▶ [SELECTED EXTRACT]

+++++

10 Things To Know If You Are Pulled Over After Having a Few Drinks
01 Dec 16
One of the most frequent questions that we are asked is “what should I do if I am pulled over and I have been drinking?” Our advice is always to never drink and drive but we acknowledge that sometimes people make mistakes. Also, it is not illegal to have a glass of wine with dinner or a beer at the game and later drive a vehicle.
While it is always cheaper to take a cab or an Uber, it is important to understand that innocent people are sometimes charged with DWI. So are guilty people. Regardless, everyone should know their rights if they find themselves pulled over after drinking alcohol.
- When you see the police officer’s emergency lights you should immediately turn on your blinker and pull over to the right hand side of the road. Put your car in park and wait for the officer to approach you.
- Have your license, proof of insurance, and proof of registration ready to present to the police officer. If you have difficulty locating these items or have trouble handing them to the officer, this may be used later as proof of intoxication.
- Be polite. Being rude to the officer will only make things worse and being argumentative or combative is often noted as a sign of intoxication.
- If the officer asks if you have been drinking, politely inform the officer that you prefer not to answer any questions without your attorney being present. The majority of our clients admitted to the officer that they had consumed at least 2 alcoholic beverages. Police officers will often use this admission to drinking as a basis for probable cause to continue with their DWI investigation such as asking you to perform field sobriety tests and/or to take a breath test.
- If you are asked to exit your vehicle, try to avoid using the door or the side of the car to balance yourself.
- There are 2 types of breath tests. One is known as a portable breath test (PBT). A PBT is just what it sounds like. It is a handheld breath testing device that an officer carries with them as opposed to a traditional breathalyzer that is typically located at the police station. Oftentimes an officer will ask you to take a PBT at the scene. THIS TEST IS VOLUNTARY. Missouri courts have held that PBTs are unreliable and that the exact BAC result cannot be admitted as evidence. The result, however, can be used in a DUI trial to show whether or not you tested positive for alcohol. If you are asked to submit to take a PBT and you have been drinking, you should confirm with the officer that the test is in fact voluntary and then politely refuse.

+++++

▶ [YOUR INSTRUCTIONS]
Answer these questions from the article on being pulled over after drinking:
(a) Which three documents should a driver have ready to present to the police officer?
(b) How many alcoholic beverages did the majority of the firm's clients admit to the officer that they had consumed?
(c) What have Missouri courts held regarding portable breath tests?

+++++

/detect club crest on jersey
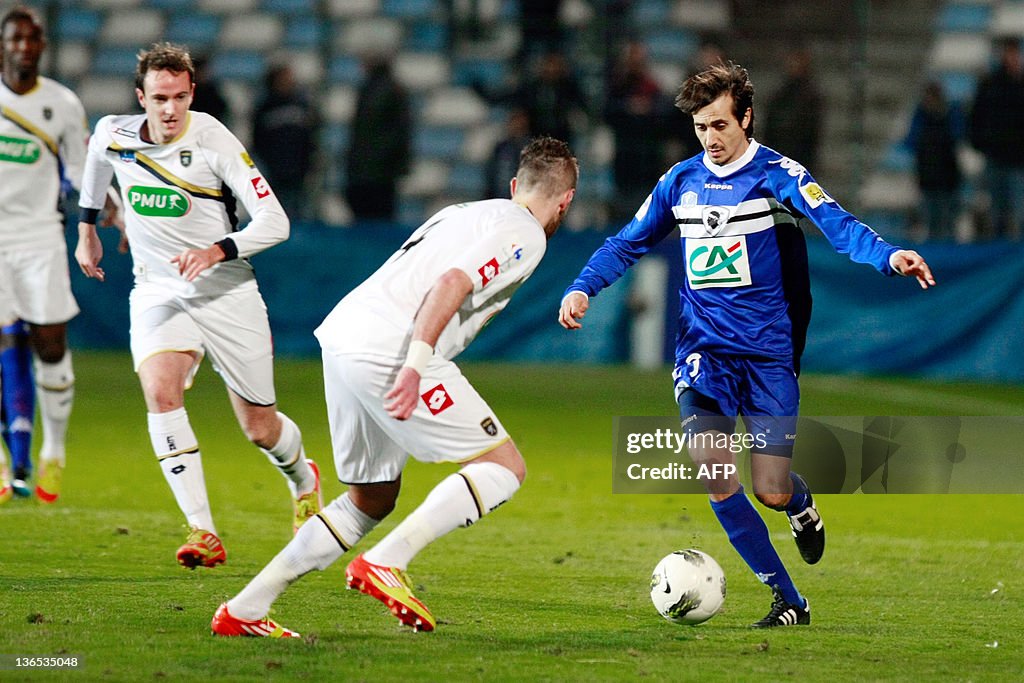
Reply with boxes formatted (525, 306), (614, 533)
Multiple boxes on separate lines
(480, 417), (498, 436)
(250, 175), (270, 199)
(420, 384), (455, 415)
(700, 206), (730, 238)
(476, 258), (499, 287)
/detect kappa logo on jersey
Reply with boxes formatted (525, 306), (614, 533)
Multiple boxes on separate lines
(476, 258), (499, 287)
(420, 384), (455, 415)
(686, 236), (751, 290)
(126, 185), (191, 218)
(700, 206), (731, 237)
(250, 175), (270, 199)
(0, 135), (41, 164)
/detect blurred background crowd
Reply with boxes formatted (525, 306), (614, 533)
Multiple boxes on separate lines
(35, 0), (1024, 242)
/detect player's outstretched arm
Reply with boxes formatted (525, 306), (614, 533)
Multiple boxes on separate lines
(889, 249), (935, 290)
(384, 268), (473, 420)
(75, 222), (103, 282)
(558, 292), (590, 330)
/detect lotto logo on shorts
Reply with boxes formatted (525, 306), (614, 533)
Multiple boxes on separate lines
(477, 258), (498, 287)
(252, 175), (270, 199)
(420, 384), (455, 415)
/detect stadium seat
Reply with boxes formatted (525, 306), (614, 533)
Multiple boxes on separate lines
(413, 125), (465, 161)
(328, 54), (362, 85)
(217, 12), (285, 50)
(394, 52), (451, 91)
(211, 50), (266, 82)
(381, 0), (443, 22)
(285, 14), (326, 48)
(99, 9), (164, 45)
(89, 45), (138, 80)
(936, 2), (992, 33)
(671, 0), (732, 32)
(164, 11), (220, 50)
(54, 7), (103, 41)
(422, 87), (489, 126)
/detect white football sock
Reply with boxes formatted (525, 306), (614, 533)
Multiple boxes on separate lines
(260, 413), (316, 498)
(148, 408), (217, 533)
(227, 493), (377, 620)
(366, 462), (519, 569)
(33, 349), (75, 466)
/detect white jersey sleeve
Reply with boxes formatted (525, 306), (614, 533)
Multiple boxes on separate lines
(198, 125), (290, 258)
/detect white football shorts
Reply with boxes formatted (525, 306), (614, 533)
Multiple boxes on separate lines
(129, 281), (276, 405)
(323, 351), (509, 483)
(0, 241), (78, 325)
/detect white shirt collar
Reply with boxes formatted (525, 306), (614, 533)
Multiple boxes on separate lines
(703, 137), (761, 178)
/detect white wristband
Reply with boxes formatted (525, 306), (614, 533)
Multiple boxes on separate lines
(401, 339), (434, 376)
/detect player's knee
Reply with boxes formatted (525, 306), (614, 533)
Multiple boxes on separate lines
(754, 493), (792, 510)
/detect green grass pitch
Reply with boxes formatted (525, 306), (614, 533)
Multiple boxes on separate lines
(0, 352), (1024, 681)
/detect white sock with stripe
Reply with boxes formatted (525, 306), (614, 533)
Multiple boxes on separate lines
(227, 493), (377, 620)
(366, 462), (519, 569)
(32, 349), (75, 467)
(260, 413), (316, 498)
(148, 408), (217, 533)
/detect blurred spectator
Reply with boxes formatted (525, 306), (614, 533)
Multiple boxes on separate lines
(904, 81), (966, 240)
(345, 54), (413, 220)
(252, 65), (318, 220)
(189, 55), (232, 128)
(764, 47), (822, 173)
(968, 38), (1024, 238)
(472, 51), (588, 144)
(605, 41), (679, 223)
(482, 108), (530, 199)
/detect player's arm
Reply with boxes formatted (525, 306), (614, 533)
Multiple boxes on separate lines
(75, 121), (114, 282)
(384, 268), (473, 420)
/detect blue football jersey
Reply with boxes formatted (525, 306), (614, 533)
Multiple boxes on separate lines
(566, 140), (898, 372)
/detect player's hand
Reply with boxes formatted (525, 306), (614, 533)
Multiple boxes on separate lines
(171, 245), (224, 283)
(75, 223), (104, 282)
(384, 368), (420, 420)
(889, 249), (935, 290)
(558, 292), (590, 330)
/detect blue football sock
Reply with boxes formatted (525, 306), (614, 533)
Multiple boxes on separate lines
(785, 472), (811, 517)
(0, 323), (36, 473)
(711, 486), (805, 606)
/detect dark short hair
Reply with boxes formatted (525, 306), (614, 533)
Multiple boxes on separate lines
(516, 136), (580, 197)
(676, 61), (754, 137)
(135, 43), (196, 90)
(0, 5), (45, 35)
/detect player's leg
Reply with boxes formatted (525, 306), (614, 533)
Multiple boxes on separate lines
(138, 351), (226, 568)
(195, 289), (323, 529)
(0, 321), (36, 497)
(29, 323), (75, 503)
(227, 389), (324, 531)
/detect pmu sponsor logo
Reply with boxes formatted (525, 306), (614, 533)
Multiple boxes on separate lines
(0, 135), (40, 164)
(686, 236), (751, 290)
(420, 384), (455, 415)
(126, 185), (191, 218)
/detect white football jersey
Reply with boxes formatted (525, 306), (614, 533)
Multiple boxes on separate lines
(314, 200), (547, 362)
(0, 77), (89, 249)
(80, 112), (289, 297)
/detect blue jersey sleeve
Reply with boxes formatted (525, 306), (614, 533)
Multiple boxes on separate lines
(768, 157), (899, 275)
(562, 170), (676, 298)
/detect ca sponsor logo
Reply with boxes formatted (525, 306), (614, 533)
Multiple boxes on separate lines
(686, 236), (751, 290)
(126, 185), (191, 218)
(0, 135), (41, 164)
(420, 384), (455, 415)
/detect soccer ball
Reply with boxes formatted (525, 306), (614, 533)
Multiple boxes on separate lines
(650, 549), (725, 625)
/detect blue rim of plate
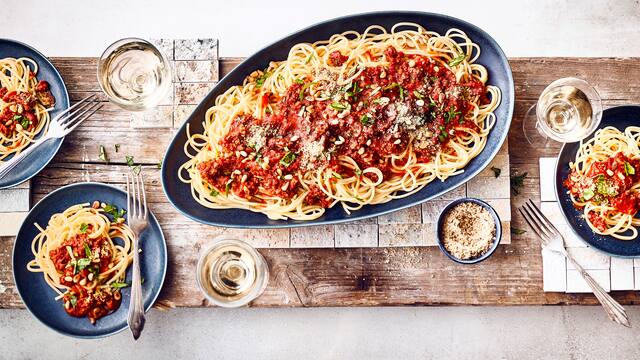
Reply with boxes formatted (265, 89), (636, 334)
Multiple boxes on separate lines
(160, 11), (515, 229)
(0, 38), (70, 189)
(12, 182), (168, 339)
(436, 197), (502, 265)
(553, 105), (640, 258)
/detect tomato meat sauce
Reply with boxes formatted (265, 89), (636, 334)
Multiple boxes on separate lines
(563, 153), (640, 231)
(198, 47), (489, 208)
(49, 232), (122, 323)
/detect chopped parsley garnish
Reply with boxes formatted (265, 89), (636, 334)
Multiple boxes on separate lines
(449, 53), (467, 66)
(331, 102), (347, 111)
(444, 105), (462, 123)
(624, 161), (636, 175)
(510, 172), (528, 195)
(256, 71), (271, 89)
(111, 281), (129, 289)
(103, 204), (127, 219)
(84, 243), (93, 259)
(582, 189), (596, 200)
(98, 145), (109, 163)
(360, 115), (373, 126)
(280, 151), (296, 166)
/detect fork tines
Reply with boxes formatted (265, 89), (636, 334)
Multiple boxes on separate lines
(518, 199), (561, 244)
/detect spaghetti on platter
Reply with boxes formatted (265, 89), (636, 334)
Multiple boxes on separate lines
(27, 202), (134, 323)
(179, 23), (501, 220)
(0, 57), (55, 164)
(564, 126), (640, 240)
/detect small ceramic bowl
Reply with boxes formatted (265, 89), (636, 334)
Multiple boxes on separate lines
(436, 198), (502, 264)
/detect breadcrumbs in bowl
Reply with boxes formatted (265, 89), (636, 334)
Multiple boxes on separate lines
(436, 198), (502, 264)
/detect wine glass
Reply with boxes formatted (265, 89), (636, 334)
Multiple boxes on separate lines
(98, 38), (172, 111)
(522, 77), (602, 147)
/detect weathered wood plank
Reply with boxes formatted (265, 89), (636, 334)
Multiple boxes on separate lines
(0, 58), (640, 308)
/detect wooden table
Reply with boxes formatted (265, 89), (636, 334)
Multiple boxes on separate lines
(0, 58), (640, 308)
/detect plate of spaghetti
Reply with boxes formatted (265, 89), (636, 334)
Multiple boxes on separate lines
(162, 12), (513, 227)
(0, 39), (69, 189)
(556, 106), (640, 256)
(13, 183), (167, 338)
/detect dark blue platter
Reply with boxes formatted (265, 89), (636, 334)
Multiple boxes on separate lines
(555, 105), (640, 257)
(13, 183), (167, 338)
(161, 11), (514, 228)
(0, 39), (69, 189)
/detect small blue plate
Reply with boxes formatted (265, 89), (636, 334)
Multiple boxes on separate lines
(436, 198), (502, 264)
(13, 183), (167, 338)
(161, 11), (515, 228)
(0, 39), (69, 189)
(555, 105), (640, 257)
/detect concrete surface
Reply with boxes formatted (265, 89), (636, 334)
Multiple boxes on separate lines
(0, 0), (640, 359)
(0, 306), (640, 360)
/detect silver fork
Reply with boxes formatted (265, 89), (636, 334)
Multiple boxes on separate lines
(127, 172), (149, 340)
(0, 94), (103, 179)
(518, 199), (631, 327)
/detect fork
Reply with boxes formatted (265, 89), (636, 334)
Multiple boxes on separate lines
(518, 199), (631, 327)
(0, 94), (103, 179)
(127, 171), (149, 340)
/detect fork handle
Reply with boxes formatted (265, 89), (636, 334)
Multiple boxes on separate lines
(565, 252), (631, 327)
(127, 236), (145, 340)
(0, 135), (50, 179)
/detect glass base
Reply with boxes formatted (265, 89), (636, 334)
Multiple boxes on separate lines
(522, 105), (551, 147)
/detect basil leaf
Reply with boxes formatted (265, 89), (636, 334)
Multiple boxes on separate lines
(449, 53), (467, 66)
(280, 151), (296, 166)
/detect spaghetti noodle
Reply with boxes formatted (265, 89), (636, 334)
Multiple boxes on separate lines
(179, 23), (501, 220)
(27, 202), (134, 323)
(564, 126), (640, 240)
(0, 58), (55, 163)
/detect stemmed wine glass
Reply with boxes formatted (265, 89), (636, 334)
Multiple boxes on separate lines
(522, 77), (602, 147)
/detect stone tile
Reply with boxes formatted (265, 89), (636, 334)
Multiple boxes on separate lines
(149, 39), (173, 61)
(131, 105), (173, 129)
(542, 249), (567, 292)
(478, 154), (509, 177)
(567, 247), (611, 270)
(378, 205), (422, 224)
(0, 188), (31, 212)
(611, 257), (634, 290)
(174, 83), (215, 104)
(378, 224), (435, 247)
(173, 60), (219, 82)
(174, 39), (218, 60)
(467, 176), (511, 199)
(567, 270), (611, 293)
(540, 158), (558, 201)
(484, 199), (511, 222)
(225, 228), (291, 248)
(335, 224), (378, 247)
(422, 200), (451, 224)
(0, 211), (28, 236)
(173, 104), (198, 128)
(291, 225), (335, 248)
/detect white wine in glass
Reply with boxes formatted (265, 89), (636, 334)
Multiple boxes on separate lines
(196, 239), (269, 307)
(523, 78), (602, 145)
(98, 38), (172, 111)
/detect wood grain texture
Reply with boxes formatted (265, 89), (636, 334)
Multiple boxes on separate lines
(0, 58), (640, 308)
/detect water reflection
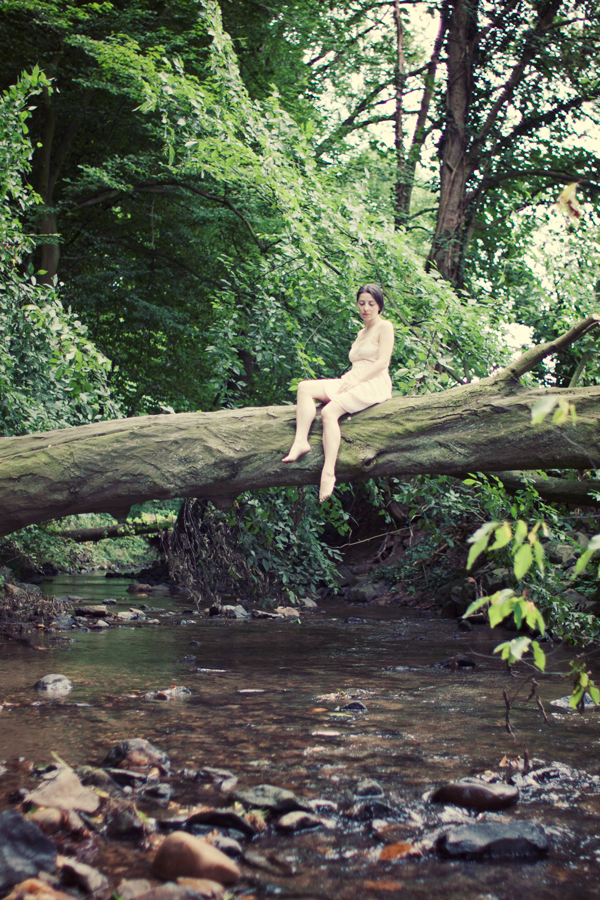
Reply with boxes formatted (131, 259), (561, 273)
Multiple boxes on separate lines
(0, 575), (600, 900)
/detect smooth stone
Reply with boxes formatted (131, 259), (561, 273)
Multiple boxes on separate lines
(106, 803), (145, 841)
(34, 674), (73, 697)
(435, 822), (550, 859)
(550, 691), (596, 712)
(25, 766), (100, 814)
(115, 878), (152, 900)
(221, 603), (250, 619)
(346, 800), (398, 822)
(430, 778), (519, 812)
(27, 807), (65, 834)
(4, 878), (73, 900)
(73, 603), (108, 619)
(177, 878), (225, 900)
(56, 856), (108, 894)
(143, 685), (192, 700)
(152, 831), (240, 884)
(277, 810), (332, 832)
(0, 810), (56, 893)
(354, 778), (383, 797)
(186, 809), (256, 838)
(208, 833), (243, 857)
(140, 783), (173, 806)
(234, 784), (312, 813)
(432, 654), (476, 672)
(104, 738), (171, 772)
(340, 700), (367, 712)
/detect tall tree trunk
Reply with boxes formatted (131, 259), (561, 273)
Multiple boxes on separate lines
(427, 0), (479, 285)
(0, 315), (600, 535)
(394, 0), (410, 231)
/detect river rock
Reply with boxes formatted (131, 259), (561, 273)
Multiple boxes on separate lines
(4, 878), (73, 900)
(106, 801), (145, 841)
(298, 597), (318, 609)
(346, 800), (398, 822)
(140, 782), (173, 806)
(277, 810), (333, 832)
(56, 856), (108, 894)
(73, 603), (108, 619)
(115, 878), (152, 900)
(104, 738), (171, 772)
(177, 878), (225, 900)
(436, 822), (550, 859)
(152, 831), (240, 884)
(430, 778), (519, 812)
(186, 809), (256, 838)
(142, 685), (192, 700)
(433, 653), (477, 672)
(34, 674), (73, 697)
(27, 807), (65, 834)
(234, 784), (312, 813)
(354, 778), (383, 797)
(206, 832), (243, 857)
(25, 766), (100, 813)
(0, 810), (56, 894)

+++++

▶ [RESPONSE TO THE EXERCISE]
(a) A license, proof of insurance, and proof of registration.
(b) At least 2.
(c) They have held that portable breath tests are unreliable and that the exact BAC result cannot be admitted as evidence.